Lift out, unaltered, the lines of the material below between the line holding "search: player in white jersey" and the line holding "search: player's hand", counting both.

#### Exercise inputs:
= Beginning of Section =

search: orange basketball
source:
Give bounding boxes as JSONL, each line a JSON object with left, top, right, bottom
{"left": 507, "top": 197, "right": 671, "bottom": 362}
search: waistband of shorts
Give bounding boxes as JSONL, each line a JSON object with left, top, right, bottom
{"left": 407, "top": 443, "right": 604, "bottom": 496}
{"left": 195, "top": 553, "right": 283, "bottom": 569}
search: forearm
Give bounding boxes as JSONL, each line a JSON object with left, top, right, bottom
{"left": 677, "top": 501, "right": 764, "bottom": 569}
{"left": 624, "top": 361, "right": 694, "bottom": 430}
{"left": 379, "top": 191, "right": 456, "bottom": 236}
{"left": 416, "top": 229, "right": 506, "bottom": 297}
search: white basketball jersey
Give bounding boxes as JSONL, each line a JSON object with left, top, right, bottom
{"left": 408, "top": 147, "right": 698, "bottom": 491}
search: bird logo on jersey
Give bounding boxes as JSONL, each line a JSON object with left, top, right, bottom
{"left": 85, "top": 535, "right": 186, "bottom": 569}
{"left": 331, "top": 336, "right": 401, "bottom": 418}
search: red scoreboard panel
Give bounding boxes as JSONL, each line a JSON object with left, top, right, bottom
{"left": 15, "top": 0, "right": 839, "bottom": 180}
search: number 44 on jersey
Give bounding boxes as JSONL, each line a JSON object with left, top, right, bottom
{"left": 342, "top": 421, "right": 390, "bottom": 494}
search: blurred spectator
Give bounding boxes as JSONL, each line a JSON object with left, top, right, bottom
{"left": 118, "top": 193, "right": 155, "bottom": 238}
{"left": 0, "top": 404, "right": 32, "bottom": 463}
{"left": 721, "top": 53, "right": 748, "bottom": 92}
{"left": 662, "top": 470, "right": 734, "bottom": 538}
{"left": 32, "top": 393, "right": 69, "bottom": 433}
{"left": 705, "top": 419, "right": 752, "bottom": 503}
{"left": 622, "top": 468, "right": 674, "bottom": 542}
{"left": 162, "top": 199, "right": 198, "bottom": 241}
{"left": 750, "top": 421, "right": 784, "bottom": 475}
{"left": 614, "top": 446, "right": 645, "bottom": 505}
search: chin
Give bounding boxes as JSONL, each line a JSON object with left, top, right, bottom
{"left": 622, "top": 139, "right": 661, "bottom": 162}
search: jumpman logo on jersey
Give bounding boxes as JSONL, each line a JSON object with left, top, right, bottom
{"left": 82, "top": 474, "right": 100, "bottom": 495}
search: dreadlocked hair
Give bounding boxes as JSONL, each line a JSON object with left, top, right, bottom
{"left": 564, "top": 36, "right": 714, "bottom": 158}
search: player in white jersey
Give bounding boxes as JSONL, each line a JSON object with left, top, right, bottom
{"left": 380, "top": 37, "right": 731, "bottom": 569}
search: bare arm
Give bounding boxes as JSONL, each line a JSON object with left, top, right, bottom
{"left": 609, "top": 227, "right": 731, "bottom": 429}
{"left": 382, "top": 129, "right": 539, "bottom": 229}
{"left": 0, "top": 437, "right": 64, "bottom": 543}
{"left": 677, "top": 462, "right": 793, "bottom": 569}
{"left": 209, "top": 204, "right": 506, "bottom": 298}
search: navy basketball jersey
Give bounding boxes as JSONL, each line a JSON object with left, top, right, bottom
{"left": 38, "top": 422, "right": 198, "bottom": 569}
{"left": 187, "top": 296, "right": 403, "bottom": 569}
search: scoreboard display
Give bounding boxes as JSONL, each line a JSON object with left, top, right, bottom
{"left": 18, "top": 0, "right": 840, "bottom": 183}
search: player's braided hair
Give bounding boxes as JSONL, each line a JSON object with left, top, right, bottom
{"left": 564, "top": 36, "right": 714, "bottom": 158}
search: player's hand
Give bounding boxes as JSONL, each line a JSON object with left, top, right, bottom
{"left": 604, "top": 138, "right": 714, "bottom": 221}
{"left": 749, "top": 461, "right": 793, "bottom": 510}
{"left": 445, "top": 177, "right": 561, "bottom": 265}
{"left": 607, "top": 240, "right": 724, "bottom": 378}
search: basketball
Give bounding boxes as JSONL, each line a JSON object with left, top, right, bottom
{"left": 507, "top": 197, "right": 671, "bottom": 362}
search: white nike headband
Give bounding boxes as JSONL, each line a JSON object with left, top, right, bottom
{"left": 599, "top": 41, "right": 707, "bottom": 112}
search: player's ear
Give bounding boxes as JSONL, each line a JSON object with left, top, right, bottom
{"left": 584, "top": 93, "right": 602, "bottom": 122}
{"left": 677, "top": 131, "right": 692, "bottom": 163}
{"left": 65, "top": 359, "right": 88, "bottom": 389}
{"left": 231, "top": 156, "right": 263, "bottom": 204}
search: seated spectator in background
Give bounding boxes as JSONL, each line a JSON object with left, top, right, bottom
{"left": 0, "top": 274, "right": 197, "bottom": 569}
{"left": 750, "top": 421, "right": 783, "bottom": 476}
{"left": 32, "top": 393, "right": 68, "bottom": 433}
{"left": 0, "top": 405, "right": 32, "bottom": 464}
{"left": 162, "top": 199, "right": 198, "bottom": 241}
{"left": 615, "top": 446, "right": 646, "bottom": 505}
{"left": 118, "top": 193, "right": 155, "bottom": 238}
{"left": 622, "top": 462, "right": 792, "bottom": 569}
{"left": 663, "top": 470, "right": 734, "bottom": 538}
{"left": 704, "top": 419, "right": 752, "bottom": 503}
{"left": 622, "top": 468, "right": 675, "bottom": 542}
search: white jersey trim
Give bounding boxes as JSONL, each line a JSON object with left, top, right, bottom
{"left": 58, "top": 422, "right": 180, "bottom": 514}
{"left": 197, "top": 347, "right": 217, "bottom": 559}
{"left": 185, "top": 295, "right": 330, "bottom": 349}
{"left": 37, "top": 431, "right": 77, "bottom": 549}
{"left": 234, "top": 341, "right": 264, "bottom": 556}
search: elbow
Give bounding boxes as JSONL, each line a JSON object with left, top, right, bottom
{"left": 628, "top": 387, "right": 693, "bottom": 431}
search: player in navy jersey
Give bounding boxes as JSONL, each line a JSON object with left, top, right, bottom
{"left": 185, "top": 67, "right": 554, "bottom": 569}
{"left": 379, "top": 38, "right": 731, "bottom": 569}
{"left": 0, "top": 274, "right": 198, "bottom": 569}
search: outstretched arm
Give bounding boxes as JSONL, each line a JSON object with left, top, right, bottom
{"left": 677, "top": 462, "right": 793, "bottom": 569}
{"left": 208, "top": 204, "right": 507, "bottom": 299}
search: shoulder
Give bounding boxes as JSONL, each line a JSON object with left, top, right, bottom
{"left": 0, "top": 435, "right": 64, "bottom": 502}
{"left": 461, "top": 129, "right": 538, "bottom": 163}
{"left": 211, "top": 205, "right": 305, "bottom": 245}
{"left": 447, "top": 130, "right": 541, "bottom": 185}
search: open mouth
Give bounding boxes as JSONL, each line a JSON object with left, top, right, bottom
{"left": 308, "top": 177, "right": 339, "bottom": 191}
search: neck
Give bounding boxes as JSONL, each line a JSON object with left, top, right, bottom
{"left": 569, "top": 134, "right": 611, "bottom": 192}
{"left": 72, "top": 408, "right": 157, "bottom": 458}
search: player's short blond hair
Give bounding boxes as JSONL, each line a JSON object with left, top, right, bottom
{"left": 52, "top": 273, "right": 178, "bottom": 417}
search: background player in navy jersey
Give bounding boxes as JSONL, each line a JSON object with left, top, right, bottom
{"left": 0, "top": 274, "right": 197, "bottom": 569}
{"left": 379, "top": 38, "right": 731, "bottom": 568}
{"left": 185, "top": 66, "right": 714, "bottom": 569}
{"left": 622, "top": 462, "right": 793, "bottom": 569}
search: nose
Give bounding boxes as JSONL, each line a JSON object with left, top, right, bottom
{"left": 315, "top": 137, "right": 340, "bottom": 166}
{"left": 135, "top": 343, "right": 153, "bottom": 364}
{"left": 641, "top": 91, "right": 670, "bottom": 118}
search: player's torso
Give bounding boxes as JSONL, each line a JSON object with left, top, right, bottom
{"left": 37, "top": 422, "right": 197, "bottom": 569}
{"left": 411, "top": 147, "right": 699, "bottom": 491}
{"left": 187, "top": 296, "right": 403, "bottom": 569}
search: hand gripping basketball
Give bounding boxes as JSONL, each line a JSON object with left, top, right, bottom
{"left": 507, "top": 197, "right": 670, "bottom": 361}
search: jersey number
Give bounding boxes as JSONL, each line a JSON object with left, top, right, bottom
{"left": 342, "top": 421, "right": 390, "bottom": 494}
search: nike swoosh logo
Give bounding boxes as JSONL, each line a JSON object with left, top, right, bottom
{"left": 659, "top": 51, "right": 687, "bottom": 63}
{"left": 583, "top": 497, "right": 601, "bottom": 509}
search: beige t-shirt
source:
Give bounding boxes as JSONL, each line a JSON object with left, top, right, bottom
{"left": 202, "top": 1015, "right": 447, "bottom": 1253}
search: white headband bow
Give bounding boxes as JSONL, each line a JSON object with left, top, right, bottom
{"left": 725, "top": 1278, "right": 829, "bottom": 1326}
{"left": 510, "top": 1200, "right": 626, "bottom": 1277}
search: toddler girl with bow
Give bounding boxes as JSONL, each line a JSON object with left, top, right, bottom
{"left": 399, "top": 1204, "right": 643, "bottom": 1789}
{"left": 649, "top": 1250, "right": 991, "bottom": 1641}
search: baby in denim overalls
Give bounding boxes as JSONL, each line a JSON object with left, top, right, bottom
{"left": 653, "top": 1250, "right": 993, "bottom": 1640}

= End of Section =

#### Solution for this exercise:
search: player in white jersey
Give bounding boxes as JSONL, each line a JSON object with left, top, right, bottom
{"left": 380, "top": 37, "right": 731, "bottom": 569}
search: bare arm
Give bounding boxes as JSONL, each line a JSON object with left, top, right, bottom
{"left": 609, "top": 227, "right": 731, "bottom": 429}
{"left": 382, "top": 129, "right": 539, "bottom": 229}
{"left": 0, "top": 437, "right": 64, "bottom": 543}
{"left": 677, "top": 462, "right": 793, "bottom": 569}
{"left": 209, "top": 204, "right": 506, "bottom": 298}
search: navy basketball jersey
Give bounding boxes as JSONL, each line a JSON object with left, top, right, bottom
{"left": 38, "top": 422, "right": 198, "bottom": 569}
{"left": 187, "top": 296, "right": 403, "bottom": 569}
search: scoreboard display
Give bounding boxes as JSONL, each line a JSON object with left, top, right, bottom
{"left": 18, "top": 0, "right": 840, "bottom": 183}
search: player's braided hair
Give bounding boxes as JSONL, each line a JSON object with left, top, right, bottom
{"left": 564, "top": 36, "right": 714, "bottom": 158}
search: player's hand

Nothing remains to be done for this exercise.